PROBLEMS TO WORK ON:
a - Answer these questions about the blog post about the bags of leaves below:
(i) How many full bags of leaves were sitting on the patio?
(ii) At which store were the 55-gallon trash bags found?
(iii) Who had space that needed to be filled with organic material?
b - Please translate this sentence from the blog post about the bags of leaves into Spanish: "I went to Lowe's that same day and found them."
c - Pick up the blog post about the bags of leaves after its last sentence and write the next few paragraphs in the same voice.

Friday, July 02, 2010

Maybe Sloth IS A Deadly Sin!

I had a shocking epiphany today, and--despite being too tired of typing to do this--I have to share with whoever happens to read this (I already shared it with Ben, but if he reads this he'll find out again, and more power to him). However, I'll have to keep it short, as my body is not a fan of the typing right now... Nor is it a fan of the sitting at the computer. So this will probably be only 17 long boring paragraphs instead of the standard 43...

Anyway, for whatever reason I got tired of the bags of leaves that have been sitting on what I'm going to call my patio (it may very well be a patio, I just don't have the power of the names-of-bits-of-the-house-ness) since late last autumn. It's a long story, and there is a teenager involved, so you should probably be able to piece together how this came to pass.

These lovely bags of leaves have been through that very crazy winter we just had, and have soaked up all that fun rain we've had. In short: these are some gross bags of leaves.

As I was saying (or typing), I got tired of these bags sitting there (18 bags, plus what remained of the one an un-named teen tried to move to the curb for the spring clean-up trash pickup day), and had talked to Bowman about a week or so ago, and he said he had some space he needed to fill with organic-ness, and leaves fit the bill. Last night was the night. I don't have any idea why it was the night, but my brain just locked onto this task.

I had already been to the Big K or whatever it's called these days, and they didn't have the 55-gallon trash bags I wanted. I went to Lowe's that same day and found them.

I had the bags. I knew where I could take these stupid leaves. The stage was set. I guess that's why my brain got all obsessed about it.

I went outside and started bagging the bags of leaves. The original plan was to put two bags in every giant trash bag, and it would have worked great, had the bags wanted to stay in one piece when touched. Instead, they wanted to fall apart. But it still went well. All I had to do was put a trash bag over the top of one, tip the whole thing over and pick up the plastic trash bag from its top.

DATASET EXCERPT:

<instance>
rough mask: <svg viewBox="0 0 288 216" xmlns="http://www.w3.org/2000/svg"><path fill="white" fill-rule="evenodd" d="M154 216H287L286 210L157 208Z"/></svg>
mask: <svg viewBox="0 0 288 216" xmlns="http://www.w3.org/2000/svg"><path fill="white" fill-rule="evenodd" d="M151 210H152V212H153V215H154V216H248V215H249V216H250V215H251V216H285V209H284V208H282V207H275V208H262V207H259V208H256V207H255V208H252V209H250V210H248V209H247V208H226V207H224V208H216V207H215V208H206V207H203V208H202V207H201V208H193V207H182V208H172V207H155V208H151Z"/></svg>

ANSWERS BELOW:
a -
(i) 18 bags, plus what remained of one that had been moved toward the curb.
(ii) Lowe's.
(iii) Bowman.

b - Fui a Lowe's ese mismo día y las encontré.

c -
Not that it was a huge fun job or anything, but there was a big feeling of accomplishment with each bag.

Then I realized there were lots of leaves sort of collected and bleched together on the patio (not to mention the bottoms of all the paper bags... they sort of stayed on the patio, too). So I thought: shovel. I even had the right shovel in my head. Not one you might use to dig a whole, but what is apparently called a grain shovel. I now own one, so I know what they're called.

Now I was on a roll... On the way to the hardware store, I called Bowman to see if I could bring the leaves by sometime tomorrow. He wasn't available, so I asked his daughter to tell him to call me back. I then called Ben to see if I could borrow his truck (the one I covet so). He was super-gracious, as always.

I went to the hardware store (where Bowman called me back and said noon would work), bought the shovel (and a citronella candle, as it was damaged and on sale for cheap), and came back home to start scooping up the mess that was my patio.

I had a plan: wake up, drive to Olathe, get Ben's truck, drive back here, load up the bags of leaves, drive them to Bowman's, get the leaves out of the trash bags, take the truck back to Ben, and then come home.

But wait! How about I cut down some of these things that have been growing and acting like I want them to be there. Pretty and all, but I don't think I want a tree growling RIGHT next to the house, disappearing between the ground and my foundation.

So after all this fun and exciting work, I went inside and caught my breath... and realized the rough draft of Chapter 4 of my thesis was due the same day I was going to be doing all this leaf-hauling.

Okay, if you've been waiting for the exciting and interesting part, you've never read this blog before... but we've finally reached today in this story...

I woke up at 8:00, made a quick breakfast, headed out to get Ben's truck, and was back home with it by a little after 10:00. This was according to plan. Nineteen bags of leaves did not fit in the back of the truck. This was not according to plan.

However, I improvised.

It took me about 30 minutes to get the truck loaded up, which surprised me, as I left about 90 for the task. I came back inside and visited with some of the family members that were here at the time, then went back out to head out.

The bummer part about the trip to Bowman's was the trash bags were too noisy, so I had to roll the windows up and turn on the a.c.--I was digging the rolled-down windows thing. This was when it happened. The epiphany started with me realizing I had to have automatic windows on my next vehicle, because the lack of these is the main reason I don't drive around with the windows rolled down as much as I'd love to. The other (and major) epiphany was this: I flippin' love getting things done! I mean, I thought sitting around and watching television and doing nothing all day was the absolute best it got, but I feel way wrong about that now!

Don't get me wrong, I doubt I'm going to go crazy and start doing stuff every day (baby steps), but I was digging this whole "doing stuff, getting things done, driving with the windows rolled down" thing.

Anyway, got to Bowman's, got the leaves out of the truck and out of my life, and headed back home--yes, home... not for another load, but while I had the truck, I wanted to get some chairs for the patio.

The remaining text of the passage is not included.